[START OF Input]
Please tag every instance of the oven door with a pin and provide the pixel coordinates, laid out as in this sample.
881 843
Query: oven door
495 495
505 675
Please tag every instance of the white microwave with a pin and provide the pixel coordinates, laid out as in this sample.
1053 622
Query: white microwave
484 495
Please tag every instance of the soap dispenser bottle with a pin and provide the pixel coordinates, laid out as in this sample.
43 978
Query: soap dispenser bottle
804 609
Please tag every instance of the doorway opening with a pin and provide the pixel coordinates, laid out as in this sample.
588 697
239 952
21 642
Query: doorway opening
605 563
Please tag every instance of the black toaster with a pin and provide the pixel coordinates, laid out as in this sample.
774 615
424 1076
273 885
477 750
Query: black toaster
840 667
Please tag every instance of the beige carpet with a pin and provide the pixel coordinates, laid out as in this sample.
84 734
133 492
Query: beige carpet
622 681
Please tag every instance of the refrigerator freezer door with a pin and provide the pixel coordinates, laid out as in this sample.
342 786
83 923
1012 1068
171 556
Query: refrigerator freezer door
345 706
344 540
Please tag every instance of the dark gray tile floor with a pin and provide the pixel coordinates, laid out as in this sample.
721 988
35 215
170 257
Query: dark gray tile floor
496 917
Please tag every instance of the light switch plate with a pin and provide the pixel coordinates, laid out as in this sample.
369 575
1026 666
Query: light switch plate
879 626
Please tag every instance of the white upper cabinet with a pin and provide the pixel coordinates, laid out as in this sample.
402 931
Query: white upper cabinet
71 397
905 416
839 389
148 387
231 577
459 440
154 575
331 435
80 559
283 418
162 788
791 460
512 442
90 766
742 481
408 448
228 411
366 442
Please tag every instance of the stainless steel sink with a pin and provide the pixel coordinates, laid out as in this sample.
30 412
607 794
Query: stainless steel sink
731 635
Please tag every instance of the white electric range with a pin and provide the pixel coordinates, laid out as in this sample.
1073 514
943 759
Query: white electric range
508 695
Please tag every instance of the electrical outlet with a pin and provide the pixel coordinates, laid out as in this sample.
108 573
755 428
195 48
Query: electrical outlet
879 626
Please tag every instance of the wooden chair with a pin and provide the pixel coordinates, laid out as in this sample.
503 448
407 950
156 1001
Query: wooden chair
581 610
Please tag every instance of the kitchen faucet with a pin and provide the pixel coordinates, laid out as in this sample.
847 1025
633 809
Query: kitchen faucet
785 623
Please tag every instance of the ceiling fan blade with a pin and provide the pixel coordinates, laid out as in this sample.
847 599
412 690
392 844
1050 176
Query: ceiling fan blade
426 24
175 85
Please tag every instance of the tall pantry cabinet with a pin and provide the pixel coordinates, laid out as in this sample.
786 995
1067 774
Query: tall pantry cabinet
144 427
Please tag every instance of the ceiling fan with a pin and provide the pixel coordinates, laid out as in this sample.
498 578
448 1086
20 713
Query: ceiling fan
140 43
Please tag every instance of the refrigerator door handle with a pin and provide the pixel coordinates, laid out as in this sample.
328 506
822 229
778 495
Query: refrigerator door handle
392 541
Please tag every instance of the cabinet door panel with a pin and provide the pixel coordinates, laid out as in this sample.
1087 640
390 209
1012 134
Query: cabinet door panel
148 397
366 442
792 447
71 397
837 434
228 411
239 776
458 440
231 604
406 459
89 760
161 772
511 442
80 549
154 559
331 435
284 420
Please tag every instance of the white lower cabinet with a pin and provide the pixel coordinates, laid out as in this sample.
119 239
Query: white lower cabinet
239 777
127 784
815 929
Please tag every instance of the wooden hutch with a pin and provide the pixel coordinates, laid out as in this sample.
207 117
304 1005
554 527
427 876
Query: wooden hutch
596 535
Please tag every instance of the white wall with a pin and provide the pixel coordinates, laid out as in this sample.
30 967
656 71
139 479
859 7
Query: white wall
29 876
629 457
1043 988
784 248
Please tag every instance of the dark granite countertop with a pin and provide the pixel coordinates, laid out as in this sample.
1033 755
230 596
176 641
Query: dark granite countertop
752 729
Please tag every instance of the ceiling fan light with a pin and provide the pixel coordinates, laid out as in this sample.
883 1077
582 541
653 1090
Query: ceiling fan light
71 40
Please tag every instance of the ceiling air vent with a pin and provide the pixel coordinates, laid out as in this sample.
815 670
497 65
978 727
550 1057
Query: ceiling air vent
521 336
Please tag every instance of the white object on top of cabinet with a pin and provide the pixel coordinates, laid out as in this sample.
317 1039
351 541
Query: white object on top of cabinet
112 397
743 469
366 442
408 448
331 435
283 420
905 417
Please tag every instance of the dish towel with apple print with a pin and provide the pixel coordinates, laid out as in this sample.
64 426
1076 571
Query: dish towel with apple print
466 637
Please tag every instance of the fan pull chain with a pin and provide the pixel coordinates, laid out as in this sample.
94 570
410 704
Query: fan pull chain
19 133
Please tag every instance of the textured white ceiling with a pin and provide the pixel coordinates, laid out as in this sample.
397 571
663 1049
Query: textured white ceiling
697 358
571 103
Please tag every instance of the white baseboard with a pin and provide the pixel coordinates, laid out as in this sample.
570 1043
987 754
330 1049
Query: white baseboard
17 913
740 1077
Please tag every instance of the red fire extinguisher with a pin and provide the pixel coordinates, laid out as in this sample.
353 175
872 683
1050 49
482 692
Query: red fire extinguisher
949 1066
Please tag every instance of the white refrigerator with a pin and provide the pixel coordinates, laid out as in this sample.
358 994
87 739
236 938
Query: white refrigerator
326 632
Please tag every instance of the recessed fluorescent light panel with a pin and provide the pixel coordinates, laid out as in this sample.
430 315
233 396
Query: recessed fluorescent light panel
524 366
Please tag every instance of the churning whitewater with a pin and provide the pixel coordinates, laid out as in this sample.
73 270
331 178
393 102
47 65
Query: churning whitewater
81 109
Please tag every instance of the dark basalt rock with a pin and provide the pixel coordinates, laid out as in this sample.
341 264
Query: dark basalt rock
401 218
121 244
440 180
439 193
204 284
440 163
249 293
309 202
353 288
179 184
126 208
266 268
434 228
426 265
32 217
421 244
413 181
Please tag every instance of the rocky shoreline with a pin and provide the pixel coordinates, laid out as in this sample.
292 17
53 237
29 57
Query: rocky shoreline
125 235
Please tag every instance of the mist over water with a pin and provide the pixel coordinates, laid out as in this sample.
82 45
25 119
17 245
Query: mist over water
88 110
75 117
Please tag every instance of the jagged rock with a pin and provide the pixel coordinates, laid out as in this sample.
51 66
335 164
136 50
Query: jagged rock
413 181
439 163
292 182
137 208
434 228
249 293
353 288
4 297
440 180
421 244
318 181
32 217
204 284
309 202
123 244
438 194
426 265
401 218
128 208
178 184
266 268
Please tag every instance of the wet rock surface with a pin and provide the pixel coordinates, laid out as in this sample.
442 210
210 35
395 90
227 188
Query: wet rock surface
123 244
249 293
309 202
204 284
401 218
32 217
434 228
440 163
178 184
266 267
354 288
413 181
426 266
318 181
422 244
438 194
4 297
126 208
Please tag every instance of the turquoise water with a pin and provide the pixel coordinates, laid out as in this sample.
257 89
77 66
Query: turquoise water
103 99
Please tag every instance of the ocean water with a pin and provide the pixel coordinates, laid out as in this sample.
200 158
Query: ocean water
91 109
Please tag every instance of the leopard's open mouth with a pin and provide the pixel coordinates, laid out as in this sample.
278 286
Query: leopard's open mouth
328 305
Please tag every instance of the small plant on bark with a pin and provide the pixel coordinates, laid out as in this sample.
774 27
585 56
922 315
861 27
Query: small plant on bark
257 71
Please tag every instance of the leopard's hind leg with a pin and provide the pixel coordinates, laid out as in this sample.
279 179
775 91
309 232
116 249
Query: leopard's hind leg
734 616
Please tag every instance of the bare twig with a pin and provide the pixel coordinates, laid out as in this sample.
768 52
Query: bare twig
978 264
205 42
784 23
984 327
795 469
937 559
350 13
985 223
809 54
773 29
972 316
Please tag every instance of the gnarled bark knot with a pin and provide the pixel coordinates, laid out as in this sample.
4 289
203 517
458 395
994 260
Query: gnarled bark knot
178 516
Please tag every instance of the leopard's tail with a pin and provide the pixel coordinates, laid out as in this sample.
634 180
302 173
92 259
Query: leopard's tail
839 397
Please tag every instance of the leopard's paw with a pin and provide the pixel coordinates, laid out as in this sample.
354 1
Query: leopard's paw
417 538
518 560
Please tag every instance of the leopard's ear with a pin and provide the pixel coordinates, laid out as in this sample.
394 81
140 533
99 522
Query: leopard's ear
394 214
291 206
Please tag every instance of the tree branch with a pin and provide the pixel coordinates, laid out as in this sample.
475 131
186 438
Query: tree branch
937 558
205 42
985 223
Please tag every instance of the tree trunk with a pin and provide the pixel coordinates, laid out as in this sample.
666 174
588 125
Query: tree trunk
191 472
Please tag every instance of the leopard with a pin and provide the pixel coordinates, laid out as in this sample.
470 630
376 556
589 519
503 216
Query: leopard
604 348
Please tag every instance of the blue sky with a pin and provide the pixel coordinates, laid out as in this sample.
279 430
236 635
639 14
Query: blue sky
[END OF Input]
### Directions
Rewrite the rows from the line containing "Please tag every instance of the leopard with" through the end of the rows, inclusive, as a JSON list of strings with one string per line. Leave out any blank lines.

### Solution for this exercise
[
  "Please tag every instance of the leopard with a pin and provide the pixel coordinates, laid out as in this sample.",
  "470 630",
  "376 556",
  "589 519",
  "503 216",
  "Query: leopard",
  "604 348",
  "Please tag every instance of the blue sky with a pin and provide the pixel coordinates, laid out as in this sample.",
  "279 430",
  "236 635",
  "639 14",
  "Query: blue sky"
]